Document section
# Small pork tenderloin



## courtland (Jan 9, 2006)

I usually pick up one of those little 1.6lb Hormel tenderloins for a midweek meal, put some rib rub on it, and grill it for 30 minutes or so.  I was thinking about smoking it this week instead.  How much time should it roughly take to get 160*?  I'm using a ECB electric with apple and mesquite chunks.  I'm looking for an excuse to break in the new Maverick wireless thermometer thats coming in tomorrow.

-Courtland


----------



## soflaquer (Jan 9, 2006)

Courtland,

At only a pound and a half, it will not take long at all.  On average, at 220*, it takes 1.5 hours per pound.

Remember that Tenderloin is a lean cut and can overdry easily, so be diligent in tending to it and spray or mop once the Rub has adheared to it.

Good luck!

Jeff


----------



## johnnyreb (Jan 11, 2006)

i like to grill my tenderloins 

what i do is cut them up into 1-2 inch pieces and wrap a piece of bacon on them and secure with a toothpick  then i let them marinate in soy sauce for an hour or so and grill for 20-25 mins over direct heat....man they be slammin :P


----------



## courtland (Jan 11, 2006)

mmmm.  Fillet style.


----------



## johnnyreb (Jan 11, 2006)

not really filet, more cubed


----------



## courtland (Jan 12, 2006)

I smoked it last night for about 2.5 hours with some apple and mesquite chunks.  I basted it with butter, applesauce and cajun seasoning every 30 minutes or so. 

It came out sooo juicy.  I think I like it like this better than on the grill now. It was a lot of work for just one small piece of meat, but I got to drink some beers and play darts in the garage with my wife so it was a lot of fun.  The new Maverick wireless thermometer worked like a champ.


----------



## courtland (Jan 12, 2006)

Sounds great.  I'll try it next time.

Work to be completed
In the pork tenderloin thread, what did courtland baste the tenderloin with while smoking it?

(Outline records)
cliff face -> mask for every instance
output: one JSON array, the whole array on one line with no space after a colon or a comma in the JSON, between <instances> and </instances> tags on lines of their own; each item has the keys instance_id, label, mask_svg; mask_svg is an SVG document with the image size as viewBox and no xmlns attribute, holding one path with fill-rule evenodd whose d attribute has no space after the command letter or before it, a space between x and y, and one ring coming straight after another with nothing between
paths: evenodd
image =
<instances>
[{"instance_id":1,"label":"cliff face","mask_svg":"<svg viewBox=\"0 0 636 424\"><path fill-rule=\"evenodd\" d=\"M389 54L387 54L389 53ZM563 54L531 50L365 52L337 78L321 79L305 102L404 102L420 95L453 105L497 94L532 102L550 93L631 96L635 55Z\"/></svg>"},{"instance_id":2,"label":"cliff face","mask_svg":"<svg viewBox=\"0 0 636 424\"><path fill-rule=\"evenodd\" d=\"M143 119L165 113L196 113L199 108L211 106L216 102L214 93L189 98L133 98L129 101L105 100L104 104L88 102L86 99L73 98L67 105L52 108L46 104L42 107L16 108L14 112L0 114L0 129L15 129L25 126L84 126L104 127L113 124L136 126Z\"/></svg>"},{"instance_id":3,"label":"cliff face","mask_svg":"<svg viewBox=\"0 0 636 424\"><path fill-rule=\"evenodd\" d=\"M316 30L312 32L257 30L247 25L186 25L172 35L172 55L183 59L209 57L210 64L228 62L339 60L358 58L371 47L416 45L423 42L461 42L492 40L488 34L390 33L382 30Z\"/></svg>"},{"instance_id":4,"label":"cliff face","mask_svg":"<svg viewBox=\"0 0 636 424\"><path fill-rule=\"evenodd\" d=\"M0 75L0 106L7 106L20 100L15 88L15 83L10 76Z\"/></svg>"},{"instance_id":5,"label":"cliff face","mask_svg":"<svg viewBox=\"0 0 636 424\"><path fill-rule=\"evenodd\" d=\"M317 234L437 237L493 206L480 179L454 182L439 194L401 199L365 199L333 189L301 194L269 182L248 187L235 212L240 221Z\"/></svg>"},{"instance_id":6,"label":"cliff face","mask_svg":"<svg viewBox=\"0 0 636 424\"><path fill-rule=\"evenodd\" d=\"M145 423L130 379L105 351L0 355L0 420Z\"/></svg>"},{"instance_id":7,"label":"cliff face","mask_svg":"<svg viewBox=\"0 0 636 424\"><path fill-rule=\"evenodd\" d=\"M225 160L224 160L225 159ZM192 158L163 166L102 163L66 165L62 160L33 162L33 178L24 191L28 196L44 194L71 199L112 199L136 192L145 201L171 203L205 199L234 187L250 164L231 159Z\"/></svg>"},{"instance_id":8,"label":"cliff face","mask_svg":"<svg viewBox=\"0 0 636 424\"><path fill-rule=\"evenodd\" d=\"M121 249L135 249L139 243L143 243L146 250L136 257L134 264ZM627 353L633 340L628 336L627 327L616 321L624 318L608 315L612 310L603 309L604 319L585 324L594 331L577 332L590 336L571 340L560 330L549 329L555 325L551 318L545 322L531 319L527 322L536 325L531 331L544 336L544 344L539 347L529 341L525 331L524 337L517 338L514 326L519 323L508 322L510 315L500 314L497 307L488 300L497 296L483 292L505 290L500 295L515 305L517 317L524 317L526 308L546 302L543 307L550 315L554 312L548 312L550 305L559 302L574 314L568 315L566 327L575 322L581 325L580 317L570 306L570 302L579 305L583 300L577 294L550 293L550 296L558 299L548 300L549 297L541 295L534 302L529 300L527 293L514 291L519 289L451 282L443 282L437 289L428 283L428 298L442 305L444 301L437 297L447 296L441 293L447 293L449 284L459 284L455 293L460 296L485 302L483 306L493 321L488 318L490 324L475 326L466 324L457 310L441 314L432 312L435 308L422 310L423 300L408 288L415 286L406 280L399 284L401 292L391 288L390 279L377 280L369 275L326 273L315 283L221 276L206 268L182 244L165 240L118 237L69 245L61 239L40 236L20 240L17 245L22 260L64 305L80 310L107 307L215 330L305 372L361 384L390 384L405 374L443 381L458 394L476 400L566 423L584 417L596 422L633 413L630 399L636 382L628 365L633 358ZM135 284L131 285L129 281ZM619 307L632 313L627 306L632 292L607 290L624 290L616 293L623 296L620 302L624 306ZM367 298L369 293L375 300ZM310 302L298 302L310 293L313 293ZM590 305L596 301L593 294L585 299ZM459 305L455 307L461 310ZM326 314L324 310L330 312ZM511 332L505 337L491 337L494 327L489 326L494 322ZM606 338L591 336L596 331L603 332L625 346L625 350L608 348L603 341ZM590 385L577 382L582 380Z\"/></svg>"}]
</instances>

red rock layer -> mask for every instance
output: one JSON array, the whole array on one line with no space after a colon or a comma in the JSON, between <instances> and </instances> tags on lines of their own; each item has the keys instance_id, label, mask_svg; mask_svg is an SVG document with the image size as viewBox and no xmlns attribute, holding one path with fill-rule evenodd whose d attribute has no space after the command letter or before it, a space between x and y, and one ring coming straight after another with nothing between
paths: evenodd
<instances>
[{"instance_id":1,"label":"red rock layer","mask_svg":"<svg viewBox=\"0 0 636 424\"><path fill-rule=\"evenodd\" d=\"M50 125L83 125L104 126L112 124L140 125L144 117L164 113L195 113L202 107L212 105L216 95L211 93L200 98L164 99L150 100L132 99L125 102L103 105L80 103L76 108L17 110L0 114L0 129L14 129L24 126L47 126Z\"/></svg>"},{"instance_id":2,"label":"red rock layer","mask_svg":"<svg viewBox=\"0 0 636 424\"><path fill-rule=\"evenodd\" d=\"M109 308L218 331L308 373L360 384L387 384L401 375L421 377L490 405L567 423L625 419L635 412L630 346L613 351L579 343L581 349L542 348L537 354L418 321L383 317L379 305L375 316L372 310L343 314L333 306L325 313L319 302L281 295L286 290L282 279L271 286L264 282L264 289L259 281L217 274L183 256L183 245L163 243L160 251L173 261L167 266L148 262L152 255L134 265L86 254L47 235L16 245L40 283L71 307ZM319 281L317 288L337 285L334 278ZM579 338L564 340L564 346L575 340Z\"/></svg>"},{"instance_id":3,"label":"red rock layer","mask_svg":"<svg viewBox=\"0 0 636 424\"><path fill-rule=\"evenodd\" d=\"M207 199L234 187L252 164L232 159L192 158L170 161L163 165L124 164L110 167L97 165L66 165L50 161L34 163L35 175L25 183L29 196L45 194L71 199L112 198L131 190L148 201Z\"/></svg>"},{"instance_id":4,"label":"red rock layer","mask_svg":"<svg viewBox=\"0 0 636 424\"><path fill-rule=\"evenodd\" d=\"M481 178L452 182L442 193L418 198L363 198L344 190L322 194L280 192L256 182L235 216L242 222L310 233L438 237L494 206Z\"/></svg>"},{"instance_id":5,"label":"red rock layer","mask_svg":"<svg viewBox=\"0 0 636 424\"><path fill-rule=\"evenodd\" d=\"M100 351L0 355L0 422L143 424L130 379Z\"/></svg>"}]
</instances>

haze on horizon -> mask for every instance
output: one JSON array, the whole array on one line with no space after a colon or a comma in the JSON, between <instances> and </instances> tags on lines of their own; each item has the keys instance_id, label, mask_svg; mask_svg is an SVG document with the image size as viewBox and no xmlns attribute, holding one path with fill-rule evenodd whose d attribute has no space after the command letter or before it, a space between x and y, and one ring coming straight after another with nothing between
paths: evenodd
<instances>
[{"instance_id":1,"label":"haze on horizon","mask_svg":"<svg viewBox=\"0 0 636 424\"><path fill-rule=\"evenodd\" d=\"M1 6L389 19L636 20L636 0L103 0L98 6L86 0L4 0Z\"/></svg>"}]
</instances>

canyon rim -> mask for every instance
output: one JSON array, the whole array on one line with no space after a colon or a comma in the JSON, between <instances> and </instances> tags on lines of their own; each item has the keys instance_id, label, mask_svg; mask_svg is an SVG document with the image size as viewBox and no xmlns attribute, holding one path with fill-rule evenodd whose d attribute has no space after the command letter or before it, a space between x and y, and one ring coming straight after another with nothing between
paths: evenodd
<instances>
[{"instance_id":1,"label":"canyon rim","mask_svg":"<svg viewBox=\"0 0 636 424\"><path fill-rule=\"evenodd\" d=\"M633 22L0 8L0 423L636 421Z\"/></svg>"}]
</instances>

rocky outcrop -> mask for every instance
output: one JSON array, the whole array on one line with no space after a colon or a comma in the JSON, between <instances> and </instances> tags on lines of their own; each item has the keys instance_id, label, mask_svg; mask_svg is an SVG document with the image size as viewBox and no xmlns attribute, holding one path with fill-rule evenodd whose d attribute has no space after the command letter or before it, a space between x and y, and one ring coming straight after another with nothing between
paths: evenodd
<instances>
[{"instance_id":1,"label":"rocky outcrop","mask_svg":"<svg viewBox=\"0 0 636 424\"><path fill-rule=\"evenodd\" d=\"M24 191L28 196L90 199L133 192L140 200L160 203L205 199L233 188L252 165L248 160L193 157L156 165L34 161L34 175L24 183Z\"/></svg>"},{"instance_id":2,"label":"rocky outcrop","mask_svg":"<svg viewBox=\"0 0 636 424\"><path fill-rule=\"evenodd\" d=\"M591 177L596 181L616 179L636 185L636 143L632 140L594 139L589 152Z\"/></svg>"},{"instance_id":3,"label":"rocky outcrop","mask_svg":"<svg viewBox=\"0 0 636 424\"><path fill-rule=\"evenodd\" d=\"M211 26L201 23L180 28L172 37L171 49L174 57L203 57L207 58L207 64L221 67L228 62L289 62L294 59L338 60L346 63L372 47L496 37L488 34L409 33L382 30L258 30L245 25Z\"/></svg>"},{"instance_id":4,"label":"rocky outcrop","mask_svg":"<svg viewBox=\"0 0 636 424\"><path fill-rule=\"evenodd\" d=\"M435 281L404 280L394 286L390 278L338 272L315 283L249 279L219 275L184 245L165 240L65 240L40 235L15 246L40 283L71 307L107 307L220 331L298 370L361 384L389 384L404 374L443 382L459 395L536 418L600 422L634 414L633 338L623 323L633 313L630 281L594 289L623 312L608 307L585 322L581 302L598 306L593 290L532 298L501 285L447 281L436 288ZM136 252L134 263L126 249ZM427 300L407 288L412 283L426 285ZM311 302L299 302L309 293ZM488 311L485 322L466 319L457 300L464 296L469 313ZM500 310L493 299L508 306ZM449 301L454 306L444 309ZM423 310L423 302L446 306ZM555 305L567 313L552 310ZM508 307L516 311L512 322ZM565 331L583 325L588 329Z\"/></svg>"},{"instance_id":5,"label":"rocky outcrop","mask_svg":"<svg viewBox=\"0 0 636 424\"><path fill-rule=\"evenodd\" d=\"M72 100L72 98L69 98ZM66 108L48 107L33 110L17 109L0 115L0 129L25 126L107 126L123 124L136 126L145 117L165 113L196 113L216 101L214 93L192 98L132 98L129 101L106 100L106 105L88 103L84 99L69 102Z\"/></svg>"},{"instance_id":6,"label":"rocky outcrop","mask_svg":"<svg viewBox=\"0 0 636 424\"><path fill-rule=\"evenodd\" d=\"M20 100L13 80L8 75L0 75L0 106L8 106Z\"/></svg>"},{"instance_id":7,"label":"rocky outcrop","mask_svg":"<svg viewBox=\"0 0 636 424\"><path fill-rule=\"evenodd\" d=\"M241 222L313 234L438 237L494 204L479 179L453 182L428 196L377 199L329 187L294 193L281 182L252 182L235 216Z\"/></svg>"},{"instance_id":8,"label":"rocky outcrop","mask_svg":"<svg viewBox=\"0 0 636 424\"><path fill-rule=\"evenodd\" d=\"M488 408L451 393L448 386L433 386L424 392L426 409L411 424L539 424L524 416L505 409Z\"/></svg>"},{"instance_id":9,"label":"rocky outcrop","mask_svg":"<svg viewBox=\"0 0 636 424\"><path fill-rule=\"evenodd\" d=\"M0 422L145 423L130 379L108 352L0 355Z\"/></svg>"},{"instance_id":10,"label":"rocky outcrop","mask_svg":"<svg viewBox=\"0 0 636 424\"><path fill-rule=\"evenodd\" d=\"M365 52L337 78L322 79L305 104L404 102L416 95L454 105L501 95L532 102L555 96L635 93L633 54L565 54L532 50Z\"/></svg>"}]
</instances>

Final result
Butter, applesauce and cajun seasoning, about every 30 minutes.